Arbeitsaufträge:
**1.** Entscheide, ob die folgenden Aussagen mit dem Textauszug zur Verbstellung übereinstimmen, und belege jede Antwort (Ja oder Nein) mit den entscheidenden Worten des Textauszugs im genauen Wortlaut. (a) Im „état mixte“ beginnt sich die V2-Stellung als Normalstellung des Verbs zu verfestigen. (b) Im „état commun II“ ist die V1-Stellung nicht mehr möglich. (c) Der ahd. Isidor gehört zum „état mixte“.
**2.** Führe den Textauszug zur Verbstellung im gleichen sachlichen Stil nach seinem letzten Satz weiter.

Textauszug:
#####

3. état mixte: Zu diesem Stadium gehören der erste Teil der Ags. Chronik (bis 891) und der altsächsische Hêliand. Es beginnt sich hier eine Variante der späteren Stellung, die V2-Stellung, zur Normalstellung des Verbs zu verfestigen.[11] Daneben bleibt aber die Möglichkeit der V1-Stellung weiter bestehen: “le type expressif à verbe initial subsiste” (1938:291).[12]
4. état commun II: Vertreter dieses Stadiums sind der zweite Teil der Ags. Chronik, der ahd. Isidor und die Edda. Das Stadium führt Entwicklungstendenzen des “état mixte” weiter, wobei der neutrale Typ in zwei Untergruppen zerfällt: die eine zeichnet der V2-Stellungstyp aus, die andere “un type à verbe ‘ultérieur’” (ebd.), also mit späterer Stellung im Satz als V2. Diese Aufteilung des neutralen Typs in zwei Untertypen bekommt grammatische Funktion, indem sie in zunehmendem Maße zur Unterscheidung zwischen selbständigen und abhängigen Sätzen verwendet wird. Wichtig: Die Möglichkeit der V1-Stellung besteht fort: “Il y a […] l'ancien type expressif à verbe premier”. (ebd.).

#####

Datenzeilen:
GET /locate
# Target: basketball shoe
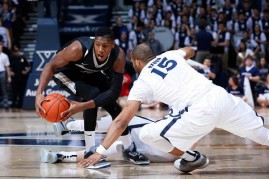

#####

Lösungen:
**1.**
(a) Ja: „Es beginnt sich hier eine Variante der späteren Stellung, die V2-Stellung, zur Normalstellung des Verbs zu verfestigen.“
(b) Nein: „Wichtig: Die Möglichkeit der V1-Stellung besteht fort“
(c) Nein: „Vertreter dieses Stadiums sind der zweite Teil der Ags. Chronik, der ahd. Isidor und die Edda.“ Dieser Satz steht beim „état commun II“.

**2.**
5. Das letzte Stadium bringt die Aufspaltung in verschiedene Sprachen bzw. Sprachgruppen (s.o.). Die V2-Stellung wird konsequent zum neutralen Typ verallgemeinert.[13] Die V1-Stellung nimmt an Verbreitung ab und wird nun auf bestimmte Äußerungstypen eingeschränkt: “Le type à verbe initial a décliné dans les trois groupes du germanique; il a été réduit à l'expression de l'interrogation, à quelques survivances près” (ebd.:293; vgl. Ebert 1978:37)
Fourquet in drei Punkten sehr knapp zusammenfassend, läßt sich folgendes sagen:
1. Beim Einsetzen der Überlieferung des Germanischen finden wir eine Opposition zwischen V1-Stellung einerseits und späterer Stellung des Verbs andererseits vor.[14]
2. Aus dieser Ausgangslage bildet sich dann allmählich – mit Ausnahme des Ostgermanischen – eine Differenzierung der Nicht-V1-Stellung in V2- bzw. Später-/VL-Stellung heraus, die dann im weiteren Verlauf auch für die Unterscheidung in selbständige bzw. abhängige Sätze nutzbar gemacht wird.
3. Dabei existiert der von Anfang an präsente V1-Stellungstyp als markierte Abfolge ununterbrochen weiter; er wird sodann im Verlauf der Aufspaltung der gemeingermanischen Sprache in Einzelsprachen auf bestimmte Satz- und Äußerungstypen festgelegt.
Nach diesen die altgermanischen Dialekte als Ganzheit betreffenden Bemerkungen werden im folgenden nun die grundlegende Verbstellung und – daran anschließend – die V1-Stellung der selbständigen DS in den germanischen Einzelsprachen jeweils für sich betrachtet. Mit Germanisch wird fortan das West- und Nordgermanische bezeichnet; das Ostgermanische ist, wie gesagt, ausgestorben. Von besonderem Interesse ist dabei zu verfolgen, inwieweit sich die V1-Stellung im selbständigen DS in den germanischen Einzelsprachen als eine Möglichkeit der Verbstellung hat halten können.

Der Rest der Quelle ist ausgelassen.